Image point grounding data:
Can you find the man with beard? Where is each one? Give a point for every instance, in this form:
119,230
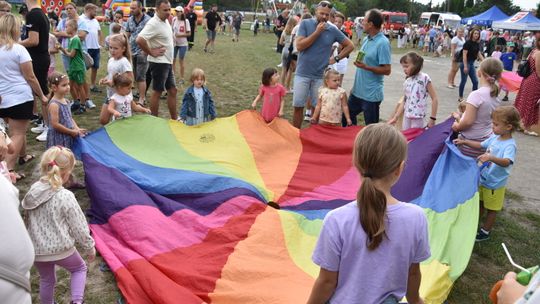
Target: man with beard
93,41
156,40
134,26
314,42
192,18
37,44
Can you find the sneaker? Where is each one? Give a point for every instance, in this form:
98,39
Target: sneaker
75,106
39,129
43,136
481,236
90,104
95,89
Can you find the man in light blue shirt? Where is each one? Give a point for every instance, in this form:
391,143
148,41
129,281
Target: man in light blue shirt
367,92
314,43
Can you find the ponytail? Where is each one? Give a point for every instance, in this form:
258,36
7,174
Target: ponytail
372,205
494,91
54,175
55,163
379,150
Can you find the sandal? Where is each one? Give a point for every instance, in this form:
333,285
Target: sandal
26,159
530,133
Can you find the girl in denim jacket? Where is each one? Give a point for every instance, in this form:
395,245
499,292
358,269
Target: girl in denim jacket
197,105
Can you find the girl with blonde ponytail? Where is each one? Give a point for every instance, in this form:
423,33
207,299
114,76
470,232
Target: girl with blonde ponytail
56,225
369,250
476,122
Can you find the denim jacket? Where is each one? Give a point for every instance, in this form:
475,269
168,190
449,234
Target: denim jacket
189,105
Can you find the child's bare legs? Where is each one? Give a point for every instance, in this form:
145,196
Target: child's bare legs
74,90
85,92
79,88
490,220
284,74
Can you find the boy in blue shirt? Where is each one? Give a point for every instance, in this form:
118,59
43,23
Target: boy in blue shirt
508,59
497,163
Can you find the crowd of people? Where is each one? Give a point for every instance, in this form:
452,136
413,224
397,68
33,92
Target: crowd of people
146,51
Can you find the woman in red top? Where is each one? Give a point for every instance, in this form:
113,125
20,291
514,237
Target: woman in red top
528,97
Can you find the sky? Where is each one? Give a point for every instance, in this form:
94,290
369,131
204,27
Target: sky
524,4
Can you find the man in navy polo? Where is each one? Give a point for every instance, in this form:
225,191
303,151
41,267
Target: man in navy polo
367,92
314,42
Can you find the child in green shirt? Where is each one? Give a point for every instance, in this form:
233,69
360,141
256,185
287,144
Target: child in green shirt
77,68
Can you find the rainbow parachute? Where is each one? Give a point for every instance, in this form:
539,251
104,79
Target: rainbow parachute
181,214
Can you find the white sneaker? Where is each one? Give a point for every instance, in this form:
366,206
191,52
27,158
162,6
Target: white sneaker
90,104
39,129
43,136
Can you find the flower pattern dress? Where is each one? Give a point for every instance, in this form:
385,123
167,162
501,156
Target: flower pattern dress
331,110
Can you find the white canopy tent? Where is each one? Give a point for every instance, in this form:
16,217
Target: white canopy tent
522,21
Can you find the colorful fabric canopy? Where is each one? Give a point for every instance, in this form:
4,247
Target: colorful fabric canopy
486,18
182,215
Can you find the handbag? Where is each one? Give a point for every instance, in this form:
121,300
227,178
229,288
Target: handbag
524,69
88,60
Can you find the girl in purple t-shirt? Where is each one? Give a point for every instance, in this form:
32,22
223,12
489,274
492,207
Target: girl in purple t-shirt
475,124
272,92
369,250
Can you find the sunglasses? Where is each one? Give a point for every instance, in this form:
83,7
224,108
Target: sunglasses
325,4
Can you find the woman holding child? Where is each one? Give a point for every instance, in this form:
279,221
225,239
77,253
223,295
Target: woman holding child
17,86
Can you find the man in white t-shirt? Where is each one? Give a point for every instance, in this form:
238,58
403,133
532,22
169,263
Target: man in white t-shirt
156,40
93,41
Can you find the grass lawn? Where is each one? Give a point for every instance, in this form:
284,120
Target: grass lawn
233,76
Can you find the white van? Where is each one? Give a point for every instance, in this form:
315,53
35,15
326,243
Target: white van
440,19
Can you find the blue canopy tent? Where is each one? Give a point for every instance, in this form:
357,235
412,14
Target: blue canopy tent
522,21
485,18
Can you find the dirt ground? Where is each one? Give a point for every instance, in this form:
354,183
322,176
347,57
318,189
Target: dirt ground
523,181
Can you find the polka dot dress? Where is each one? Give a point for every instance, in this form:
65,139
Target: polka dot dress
528,95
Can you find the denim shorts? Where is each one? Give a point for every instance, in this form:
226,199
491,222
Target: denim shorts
304,88
211,35
180,51
162,76
94,53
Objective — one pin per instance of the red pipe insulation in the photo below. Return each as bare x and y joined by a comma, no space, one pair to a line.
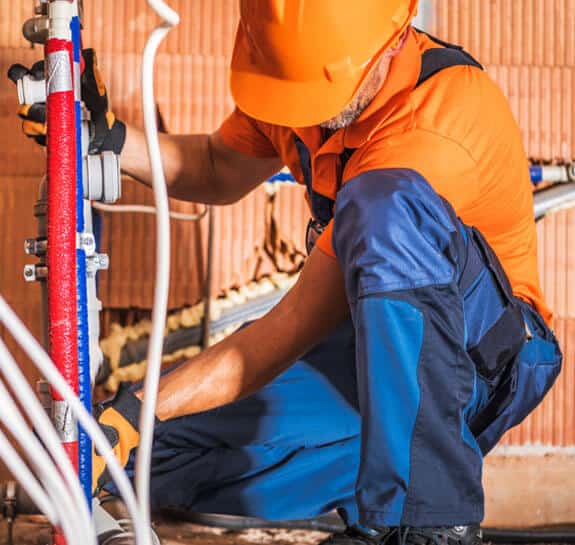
61,253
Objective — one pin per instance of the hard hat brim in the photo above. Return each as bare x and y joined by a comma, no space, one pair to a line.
290,103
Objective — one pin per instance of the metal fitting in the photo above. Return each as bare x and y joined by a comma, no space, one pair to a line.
31,90
87,242
97,262
36,246
32,273
35,30
102,177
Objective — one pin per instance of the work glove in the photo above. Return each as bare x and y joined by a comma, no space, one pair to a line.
34,115
119,421
106,132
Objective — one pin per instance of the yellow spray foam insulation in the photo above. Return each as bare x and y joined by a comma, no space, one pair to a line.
188,317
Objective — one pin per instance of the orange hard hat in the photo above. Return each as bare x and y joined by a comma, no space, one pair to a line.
298,63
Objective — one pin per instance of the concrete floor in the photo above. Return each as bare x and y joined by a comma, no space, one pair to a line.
35,531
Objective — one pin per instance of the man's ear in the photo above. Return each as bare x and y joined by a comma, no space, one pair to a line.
401,42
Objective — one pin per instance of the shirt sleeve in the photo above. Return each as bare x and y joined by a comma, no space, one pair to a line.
324,242
245,135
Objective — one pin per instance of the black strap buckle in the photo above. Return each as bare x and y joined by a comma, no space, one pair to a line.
313,231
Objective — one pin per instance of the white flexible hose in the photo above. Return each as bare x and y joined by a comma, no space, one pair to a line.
144,209
45,365
69,514
29,483
148,415
61,479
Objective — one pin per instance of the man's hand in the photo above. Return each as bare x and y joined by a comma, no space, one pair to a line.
106,132
253,356
33,115
109,134
119,422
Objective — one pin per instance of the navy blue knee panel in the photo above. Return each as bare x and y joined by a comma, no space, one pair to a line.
401,249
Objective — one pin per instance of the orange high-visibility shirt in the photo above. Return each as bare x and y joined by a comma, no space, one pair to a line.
456,129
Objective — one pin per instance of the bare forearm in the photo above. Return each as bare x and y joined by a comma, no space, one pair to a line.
252,357
189,174
198,167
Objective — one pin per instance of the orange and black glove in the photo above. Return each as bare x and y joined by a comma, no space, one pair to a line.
33,115
106,132
119,421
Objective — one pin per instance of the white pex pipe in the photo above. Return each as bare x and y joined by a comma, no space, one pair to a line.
148,415
45,365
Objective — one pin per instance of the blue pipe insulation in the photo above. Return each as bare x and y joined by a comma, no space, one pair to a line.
84,382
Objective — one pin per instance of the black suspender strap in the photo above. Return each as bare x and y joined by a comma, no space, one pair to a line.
433,61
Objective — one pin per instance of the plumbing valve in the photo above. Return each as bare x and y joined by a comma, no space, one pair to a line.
102,178
32,273
31,90
36,246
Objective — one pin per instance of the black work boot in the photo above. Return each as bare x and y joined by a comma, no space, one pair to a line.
456,535
355,535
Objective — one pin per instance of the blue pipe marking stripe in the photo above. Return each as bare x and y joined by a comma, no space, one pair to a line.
84,382
282,177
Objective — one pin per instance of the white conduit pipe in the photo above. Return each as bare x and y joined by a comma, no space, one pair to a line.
53,466
45,365
29,483
69,512
147,418
145,209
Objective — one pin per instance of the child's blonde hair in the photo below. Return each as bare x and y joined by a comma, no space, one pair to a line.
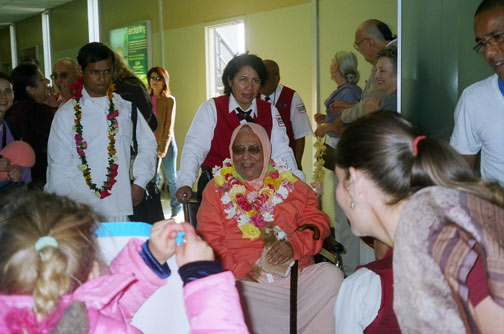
52,271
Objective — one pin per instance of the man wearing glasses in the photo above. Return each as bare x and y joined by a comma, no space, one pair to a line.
479,115
371,37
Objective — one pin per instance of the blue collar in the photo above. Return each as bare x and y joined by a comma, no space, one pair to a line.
501,86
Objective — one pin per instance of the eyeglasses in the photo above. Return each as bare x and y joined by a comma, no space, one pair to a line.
252,149
357,45
62,75
494,40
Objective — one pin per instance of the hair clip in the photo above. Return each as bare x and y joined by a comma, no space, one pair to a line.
415,143
44,242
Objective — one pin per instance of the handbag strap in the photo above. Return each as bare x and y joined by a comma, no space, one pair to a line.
134,116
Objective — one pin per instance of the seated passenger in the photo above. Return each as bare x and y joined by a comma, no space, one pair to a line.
419,196
51,282
249,215
364,303
210,132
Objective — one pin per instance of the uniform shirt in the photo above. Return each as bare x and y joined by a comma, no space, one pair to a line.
300,123
199,138
63,176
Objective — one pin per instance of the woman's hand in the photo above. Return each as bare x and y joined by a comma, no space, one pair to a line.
5,165
319,118
181,191
323,129
162,242
280,253
249,278
373,105
193,248
337,107
15,173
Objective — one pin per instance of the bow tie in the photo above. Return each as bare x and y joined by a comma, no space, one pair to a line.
245,115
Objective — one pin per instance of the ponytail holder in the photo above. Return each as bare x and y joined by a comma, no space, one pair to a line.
44,242
415,143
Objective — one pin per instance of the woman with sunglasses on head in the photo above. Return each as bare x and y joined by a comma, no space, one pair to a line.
386,78
250,213
208,137
164,108
419,196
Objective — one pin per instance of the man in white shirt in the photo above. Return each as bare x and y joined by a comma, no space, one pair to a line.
479,115
90,143
291,108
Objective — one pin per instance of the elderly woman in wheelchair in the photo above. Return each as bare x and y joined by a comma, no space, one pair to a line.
250,215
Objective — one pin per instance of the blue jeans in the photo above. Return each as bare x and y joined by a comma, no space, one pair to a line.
170,171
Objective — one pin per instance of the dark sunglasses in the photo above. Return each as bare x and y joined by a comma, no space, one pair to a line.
252,149
62,75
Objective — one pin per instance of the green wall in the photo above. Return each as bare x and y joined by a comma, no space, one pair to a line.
438,61
69,30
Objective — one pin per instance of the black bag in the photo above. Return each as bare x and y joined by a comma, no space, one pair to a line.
150,209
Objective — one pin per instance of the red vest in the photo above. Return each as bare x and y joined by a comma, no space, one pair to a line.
386,321
283,105
226,123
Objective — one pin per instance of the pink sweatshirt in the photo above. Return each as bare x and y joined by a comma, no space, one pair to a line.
212,303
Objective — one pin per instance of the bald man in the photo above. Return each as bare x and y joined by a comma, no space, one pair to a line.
290,107
64,73
371,37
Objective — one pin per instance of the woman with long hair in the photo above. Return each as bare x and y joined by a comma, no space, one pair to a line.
164,107
419,196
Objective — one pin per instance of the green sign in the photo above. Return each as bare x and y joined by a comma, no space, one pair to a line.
132,43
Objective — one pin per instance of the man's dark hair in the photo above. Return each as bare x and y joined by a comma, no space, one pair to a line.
385,31
486,5
22,76
93,53
235,65
390,52
5,77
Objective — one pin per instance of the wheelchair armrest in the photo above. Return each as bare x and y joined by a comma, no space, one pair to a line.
333,246
313,228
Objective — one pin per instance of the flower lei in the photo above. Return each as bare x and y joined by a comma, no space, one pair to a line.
253,210
81,145
318,170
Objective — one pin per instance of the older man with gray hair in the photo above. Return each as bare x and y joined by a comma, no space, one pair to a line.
64,73
371,37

> _Your task_
The answer should hold the lines from the one containing "Objective — one pin per instance of the wheelchair" through the end of the entries above, set down exactly, with both ends included.

> _Your response_
Objective — one pin per instance of the wheelchair armrest in the photo above. Return each as bare x and y joined by a comma, no space, one pair to a line.
333,246
313,228
Objective — one pin per instance of the flower lei in the photo above. Return each as bare x and y joined by a comma, no space, one pair to a line.
253,210
81,145
318,170
Objective — one pin per instance of the older man with gray hair in the photo above. Return each as bare x and y joined by a comma, no space, one pair to a line.
64,73
371,37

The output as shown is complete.